### Exercise details
Set down every line of the entries below without changing a single character.

* Start Data listing *

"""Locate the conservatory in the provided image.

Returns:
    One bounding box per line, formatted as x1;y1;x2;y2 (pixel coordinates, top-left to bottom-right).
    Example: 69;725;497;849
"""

* End Data listing *

### Result
"""Locate the conservatory in the provided image.

Returns:
    One bounding box per line, formatted as x1;y1;x2;y2 (pixel coordinates, top-left to bottom-right).
    Example: 69;725;497;849
"""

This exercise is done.